----- Data shown -----
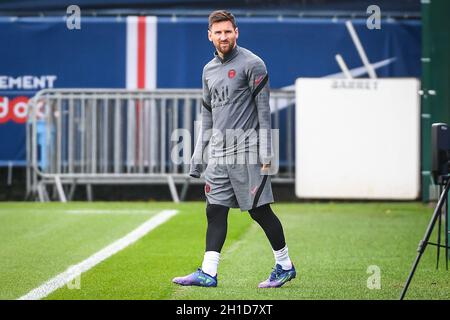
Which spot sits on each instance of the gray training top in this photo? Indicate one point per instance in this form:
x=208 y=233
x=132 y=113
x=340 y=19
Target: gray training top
x=236 y=114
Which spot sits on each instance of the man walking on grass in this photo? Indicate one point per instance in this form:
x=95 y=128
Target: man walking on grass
x=236 y=123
-----
◆ Problem statement ◆
Write out every line of the items again, including the lines that ask for points, and shift each x and y coordinate in the answers up by 110. Keep the coordinates in the sample formats as they are, and omit the pictures.

◆ Written response ◆
Which spot sits on each instance of the gray training top in this photo? Indicate one point per instance in this form:
x=208 y=233
x=132 y=113
x=340 y=19
Target: gray training top
x=346 y=224
Which spot sits on each instance of the man walking on grass in this photo? Indicate one point per instance in this form:
x=95 y=128
Target: man walking on grass
x=346 y=233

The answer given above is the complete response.